(Dataset entries Opens)

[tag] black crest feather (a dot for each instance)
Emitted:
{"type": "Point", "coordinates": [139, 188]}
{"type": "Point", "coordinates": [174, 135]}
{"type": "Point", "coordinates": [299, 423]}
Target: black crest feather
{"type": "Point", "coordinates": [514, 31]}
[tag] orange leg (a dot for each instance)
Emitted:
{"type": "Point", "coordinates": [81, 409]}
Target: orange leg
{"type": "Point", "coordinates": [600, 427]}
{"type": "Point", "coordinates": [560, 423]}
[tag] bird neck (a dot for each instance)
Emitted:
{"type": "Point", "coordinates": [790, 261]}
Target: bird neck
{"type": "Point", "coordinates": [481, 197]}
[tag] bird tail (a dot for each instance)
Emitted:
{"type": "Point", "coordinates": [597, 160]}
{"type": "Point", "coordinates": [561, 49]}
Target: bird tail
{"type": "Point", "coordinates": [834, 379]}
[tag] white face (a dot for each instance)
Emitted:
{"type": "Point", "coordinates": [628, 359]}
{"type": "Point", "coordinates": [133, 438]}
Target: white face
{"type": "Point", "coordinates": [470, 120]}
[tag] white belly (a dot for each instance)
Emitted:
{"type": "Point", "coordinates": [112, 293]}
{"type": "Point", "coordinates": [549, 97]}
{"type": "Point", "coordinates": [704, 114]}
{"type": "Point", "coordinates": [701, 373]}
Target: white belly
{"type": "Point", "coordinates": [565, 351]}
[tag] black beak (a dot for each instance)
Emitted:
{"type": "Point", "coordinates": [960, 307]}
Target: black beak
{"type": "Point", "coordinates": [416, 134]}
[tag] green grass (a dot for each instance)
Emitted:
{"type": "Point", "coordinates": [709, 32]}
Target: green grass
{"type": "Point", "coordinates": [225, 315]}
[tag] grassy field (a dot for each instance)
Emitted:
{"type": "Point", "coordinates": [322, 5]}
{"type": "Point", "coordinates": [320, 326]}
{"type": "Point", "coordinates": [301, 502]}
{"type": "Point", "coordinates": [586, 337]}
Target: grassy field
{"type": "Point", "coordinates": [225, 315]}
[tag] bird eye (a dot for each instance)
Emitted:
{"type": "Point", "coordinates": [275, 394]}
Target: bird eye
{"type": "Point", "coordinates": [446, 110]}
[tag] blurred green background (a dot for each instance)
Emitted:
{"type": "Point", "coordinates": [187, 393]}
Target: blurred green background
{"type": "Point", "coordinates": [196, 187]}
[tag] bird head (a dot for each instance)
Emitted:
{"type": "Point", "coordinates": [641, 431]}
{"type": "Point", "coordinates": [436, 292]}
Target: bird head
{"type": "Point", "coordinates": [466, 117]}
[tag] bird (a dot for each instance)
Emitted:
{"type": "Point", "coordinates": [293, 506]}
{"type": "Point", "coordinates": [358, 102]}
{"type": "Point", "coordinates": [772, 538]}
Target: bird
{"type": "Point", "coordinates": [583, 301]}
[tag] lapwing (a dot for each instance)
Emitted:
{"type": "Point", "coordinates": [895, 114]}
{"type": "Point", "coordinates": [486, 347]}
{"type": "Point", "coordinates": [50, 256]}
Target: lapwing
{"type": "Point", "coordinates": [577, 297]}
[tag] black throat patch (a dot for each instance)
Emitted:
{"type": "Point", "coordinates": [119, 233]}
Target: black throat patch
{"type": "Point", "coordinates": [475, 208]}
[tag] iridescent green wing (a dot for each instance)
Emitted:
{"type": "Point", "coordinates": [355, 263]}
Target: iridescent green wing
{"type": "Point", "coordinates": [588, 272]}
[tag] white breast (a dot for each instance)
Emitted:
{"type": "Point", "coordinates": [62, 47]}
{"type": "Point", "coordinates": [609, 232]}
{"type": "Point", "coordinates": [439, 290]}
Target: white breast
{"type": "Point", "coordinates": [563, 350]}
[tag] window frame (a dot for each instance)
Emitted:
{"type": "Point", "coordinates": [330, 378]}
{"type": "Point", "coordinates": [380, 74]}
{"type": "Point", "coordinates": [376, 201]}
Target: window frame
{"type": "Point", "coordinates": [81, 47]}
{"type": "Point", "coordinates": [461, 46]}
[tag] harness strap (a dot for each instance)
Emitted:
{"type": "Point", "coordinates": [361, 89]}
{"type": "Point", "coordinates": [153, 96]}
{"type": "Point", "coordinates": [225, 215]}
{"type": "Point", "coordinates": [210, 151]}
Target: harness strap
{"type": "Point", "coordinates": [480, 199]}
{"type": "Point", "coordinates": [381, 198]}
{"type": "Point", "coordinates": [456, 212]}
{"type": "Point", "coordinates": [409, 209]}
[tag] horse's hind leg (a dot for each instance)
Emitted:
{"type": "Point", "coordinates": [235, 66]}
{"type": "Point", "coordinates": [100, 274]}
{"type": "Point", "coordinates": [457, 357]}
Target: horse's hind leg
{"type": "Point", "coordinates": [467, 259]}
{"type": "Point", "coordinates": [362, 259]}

(Dataset entries Closes)

■ **Work instructions**
The only acceptable answer is the full set of entries, repeated exactly.

■ **Answer to this problem**
[tag] black crest feather (a dot for each instance)
Emitted:
{"type": "Point", "coordinates": [139, 188]}
{"type": "Point", "coordinates": [174, 135]}
{"type": "Point", "coordinates": [299, 423]}
Target: black crest feather
{"type": "Point", "coordinates": [514, 31]}
[tag] orange leg (a dot for each instance)
Emitted:
{"type": "Point", "coordinates": [81, 409]}
Target: orange leg
{"type": "Point", "coordinates": [600, 427]}
{"type": "Point", "coordinates": [560, 423]}
[tag] bird neck (a dot for each instance)
Emitted:
{"type": "Point", "coordinates": [790, 261]}
Target: bird neck
{"type": "Point", "coordinates": [481, 197]}
[tag] bird tail (a dot for each instance)
Emitted:
{"type": "Point", "coordinates": [597, 160]}
{"type": "Point", "coordinates": [561, 49]}
Target: bird tail
{"type": "Point", "coordinates": [834, 379]}
[tag] white face (a dot for each instance)
Emitted:
{"type": "Point", "coordinates": [628, 359]}
{"type": "Point", "coordinates": [133, 438]}
Target: white face
{"type": "Point", "coordinates": [470, 120]}
[tag] white belly (a dot for each instance)
Emitted:
{"type": "Point", "coordinates": [112, 293]}
{"type": "Point", "coordinates": [549, 97]}
{"type": "Point", "coordinates": [704, 114]}
{"type": "Point", "coordinates": [701, 373]}
Target: white belly
{"type": "Point", "coordinates": [565, 351]}
[tag] black beak (a dot for each instance)
Emitted:
{"type": "Point", "coordinates": [960, 307]}
Target: black beak
{"type": "Point", "coordinates": [416, 134]}
[tag] green grass (a dot for each instance)
Emitted:
{"type": "Point", "coordinates": [709, 32]}
Target: green grass
{"type": "Point", "coordinates": [225, 315]}
[tag] grassy field (a dot for each instance)
Emitted:
{"type": "Point", "coordinates": [322, 5]}
{"type": "Point", "coordinates": [320, 326]}
{"type": "Point", "coordinates": [301, 502]}
{"type": "Point", "coordinates": [586, 337]}
Target: grassy field
{"type": "Point", "coordinates": [225, 315]}
[tag] bird eye (a dot for each instance)
Emitted:
{"type": "Point", "coordinates": [275, 394]}
Target: bird eye
{"type": "Point", "coordinates": [446, 110]}
[tag] blurred green background (a dot for each instance)
Emitted:
{"type": "Point", "coordinates": [187, 393]}
Target: blurred green background
{"type": "Point", "coordinates": [196, 187]}
[tag] bird head (a dot for each instance)
Emitted:
{"type": "Point", "coordinates": [641, 431]}
{"type": "Point", "coordinates": [436, 292]}
Target: bird head
{"type": "Point", "coordinates": [466, 117]}
[tag] bird (a dot for each instance)
Emitted:
{"type": "Point", "coordinates": [293, 506]}
{"type": "Point", "coordinates": [358, 102]}
{"type": "Point", "coordinates": [772, 538]}
Target: bird
{"type": "Point", "coordinates": [583, 301]}
[tag] lapwing (a dot for each instance)
Emitted:
{"type": "Point", "coordinates": [895, 114]}
{"type": "Point", "coordinates": [486, 347]}
{"type": "Point", "coordinates": [50, 256]}
Target: lapwing
{"type": "Point", "coordinates": [577, 297]}
[tag] black throat patch (a dot for each instance)
Emitted:
{"type": "Point", "coordinates": [119, 233]}
Target: black throat patch
{"type": "Point", "coordinates": [475, 208]}
[tag] iridescent green wing (a dot for each instance)
Emitted:
{"type": "Point", "coordinates": [355, 263]}
Target: iridescent green wing
{"type": "Point", "coordinates": [588, 272]}
[tag] white breast (a dot for each instance)
Emitted:
{"type": "Point", "coordinates": [62, 47]}
{"type": "Point", "coordinates": [609, 232]}
{"type": "Point", "coordinates": [439, 290]}
Target: white breast
{"type": "Point", "coordinates": [563, 350]}
[tag] window frame (a dot for each instance)
Emitted:
{"type": "Point", "coordinates": [330, 378]}
{"type": "Point", "coordinates": [380, 74]}
{"type": "Point", "coordinates": [376, 201]}
Target: window frame
{"type": "Point", "coordinates": [81, 47]}
{"type": "Point", "coordinates": [461, 46]}
[tag] harness strap (a dot for each instance)
Emitted:
{"type": "Point", "coordinates": [361, 89]}
{"type": "Point", "coordinates": [153, 96]}
{"type": "Point", "coordinates": [225, 215]}
{"type": "Point", "coordinates": [210, 151]}
Target: harness strap
{"type": "Point", "coordinates": [480, 199]}
{"type": "Point", "coordinates": [381, 198]}
{"type": "Point", "coordinates": [456, 212]}
{"type": "Point", "coordinates": [409, 209]}
[tag] horse's hind leg (a dot for each instance)
Emitted:
{"type": "Point", "coordinates": [235, 66]}
{"type": "Point", "coordinates": [100, 274]}
{"type": "Point", "coordinates": [457, 357]}
Target: horse's hind leg
{"type": "Point", "coordinates": [467, 259]}
{"type": "Point", "coordinates": [362, 259]}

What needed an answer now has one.